(Bounding-box records)
##########

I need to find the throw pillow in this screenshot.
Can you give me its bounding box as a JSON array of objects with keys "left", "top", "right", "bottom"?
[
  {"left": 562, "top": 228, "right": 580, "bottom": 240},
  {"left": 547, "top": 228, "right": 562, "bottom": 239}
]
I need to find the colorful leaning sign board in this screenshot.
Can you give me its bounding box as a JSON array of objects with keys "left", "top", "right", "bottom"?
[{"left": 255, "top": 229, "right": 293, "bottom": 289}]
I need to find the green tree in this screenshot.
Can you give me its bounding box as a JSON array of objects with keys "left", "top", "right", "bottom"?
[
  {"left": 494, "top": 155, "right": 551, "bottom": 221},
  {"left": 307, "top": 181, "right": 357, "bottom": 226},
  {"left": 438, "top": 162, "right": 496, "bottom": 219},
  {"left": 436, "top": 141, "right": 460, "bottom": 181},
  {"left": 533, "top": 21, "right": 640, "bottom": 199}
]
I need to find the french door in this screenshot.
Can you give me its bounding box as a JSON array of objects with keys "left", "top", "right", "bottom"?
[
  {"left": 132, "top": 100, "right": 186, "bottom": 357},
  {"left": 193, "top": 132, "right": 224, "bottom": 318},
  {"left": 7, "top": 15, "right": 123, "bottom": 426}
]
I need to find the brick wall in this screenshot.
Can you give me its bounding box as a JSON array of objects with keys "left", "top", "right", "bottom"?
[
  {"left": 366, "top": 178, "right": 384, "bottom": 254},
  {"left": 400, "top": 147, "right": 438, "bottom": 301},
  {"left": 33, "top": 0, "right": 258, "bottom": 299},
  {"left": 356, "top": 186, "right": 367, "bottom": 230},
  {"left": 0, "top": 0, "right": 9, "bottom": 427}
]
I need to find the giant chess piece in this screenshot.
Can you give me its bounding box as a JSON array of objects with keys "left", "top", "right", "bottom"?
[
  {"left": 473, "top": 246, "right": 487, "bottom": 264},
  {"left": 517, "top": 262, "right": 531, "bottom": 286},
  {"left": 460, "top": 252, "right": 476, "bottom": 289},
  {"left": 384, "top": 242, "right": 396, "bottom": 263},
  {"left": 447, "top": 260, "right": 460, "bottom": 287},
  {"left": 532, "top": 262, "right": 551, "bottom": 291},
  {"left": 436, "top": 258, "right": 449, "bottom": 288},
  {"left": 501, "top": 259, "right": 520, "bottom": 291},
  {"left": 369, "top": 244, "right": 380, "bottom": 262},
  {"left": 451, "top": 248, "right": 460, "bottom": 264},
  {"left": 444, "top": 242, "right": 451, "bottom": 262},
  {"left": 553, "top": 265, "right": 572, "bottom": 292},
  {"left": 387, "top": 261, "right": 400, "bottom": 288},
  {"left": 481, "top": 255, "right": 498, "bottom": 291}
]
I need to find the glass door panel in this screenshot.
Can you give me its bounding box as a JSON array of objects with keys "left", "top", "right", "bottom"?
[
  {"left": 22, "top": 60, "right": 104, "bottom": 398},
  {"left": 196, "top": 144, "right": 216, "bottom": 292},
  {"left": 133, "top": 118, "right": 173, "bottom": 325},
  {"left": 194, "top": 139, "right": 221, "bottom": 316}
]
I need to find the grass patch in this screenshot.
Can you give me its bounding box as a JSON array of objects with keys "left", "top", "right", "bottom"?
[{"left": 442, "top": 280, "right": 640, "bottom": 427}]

##########

_AIM_
Copy every line of the material above word for word, leaving nothing out.

_FINAL RESULT_
I need to find the throw pillow in this screenshot.
Can you give me its bounding box as a JSON array of objects with keys "left", "top", "right", "bottom"?
[
  {"left": 562, "top": 228, "right": 580, "bottom": 240},
  {"left": 547, "top": 228, "right": 562, "bottom": 239}
]
I need to find the colorful leaning sign board in this screenshot.
Can you give me its bounding box as a JSON array of objects with keys "left", "top", "right", "bottom"?
[{"left": 255, "top": 229, "right": 293, "bottom": 289}]
I need to find the green tree in this screenshot.
Can you give me its bounding box as a JSON array of objects with keys "left", "top", "right", "bottom"?
[
  {"left": 494, "top": 155, "right": 551, "bottom": 221},
  {"left": 307, "top": 181, "right": 357, "bottom": 226},
  {"left": 438, "top": 162, "right": 496, "bottom": 219},
  {"left": 436, "top": 141, "right": 460, "bottom": 181},
  {"left": 533, "top": 21, "right": 640, "bottom": 199}
]
I need to find the french door in this screenshot.
Can you give me its bounding box as a JSON array of objects with keys "left", "top", "right", "bottom"?
[
  {"left": 132, "top": 100, "right": 186, "bottom": 357},
  {"left": 193, "top": 132, "right": 224, "bottom": 318},
  {"left": 7, "top": 15, "right": 123, "bottom": 426}
]
I need to find the brick wall in this screenshot.
Can you give me its bounding box as a JSON array of objects with keys "left", "top", "right", "bottom"?
[
  {"left": 366, "top": 178, "right": 384, "bottom": 254},
  {"left": 400, "top": 147, "right": 438, "bottom": 301},
  {"left": 33, "top": 0, "right": 258, "bottom": 299},
  {"left": 356, "top": 186, "right": 367, "bottom": 230},
  {"left": 0, "top": 0, "right": 9, "bottom": 427}
]
I need to find the giant chess piece in this screenshot.
Can you give me its bounding box as a JSON array of objects with keys "left", "top", "right", "bottom"?
[
  {"left": 473, "top": 246, "right": 487, "bottom": 264},
  {"left": 517, "top": 262, "right": 531, "bottom": 286},
  {"left": 460, "top": 252, "right": 476, "bottom": 289},
  {"left": 384, "top": 242, "right": 396, "bottom": 263},
  {"left": 447, "top": 260, "right": 460, "bottom": 287},
  {"left": 532, "top": 262, "right": 551, "bottom": 291},
  {"left": 436, "top": 258, "right": 449, "bottom": 288},
  {"left": 501, "top": 259, "right": 520, "bottom": 291},
  {"left": 369, "top": 244, "right": 380, "bottom": 262},
  {"left": 451, "top": 248, "right": 460, "bottom": 264},
  {"left": 444, "top": 242, "right": 451, "bottom": 262},
  {"left": 553, "top": 265, "right": 572, "bottom": 292},
  {"left": 387, "top": 261, "right": 400, "bottom": 288},
  {"left": 481, "top": 255, "right": 498, "bottom": 291}
]
I need to find the glass door panel in this screenshot.
Can you give me its bounding box as a JSON array of objects with keys "left", "top", "right", "bottom"?
[
  {"left": 22, "top": 60, "right": 104, "bottom": 398},
  {"left": 196, "top": 144, "right": 216, "bottom": 292},
  {"left": 133, "top": 118, "right": 173, "bottom": 325},
  {"left": 194, "top": 139, "right": 221, "bottom": 316}
]
I need to find the grass patch in this screenshot.
Can you give me its bounding box as a JSON array of objects with keys "left", "top", "right", "bottom"?
[{"left": 442, "top": 280, "right": 640, "bottom": 427}]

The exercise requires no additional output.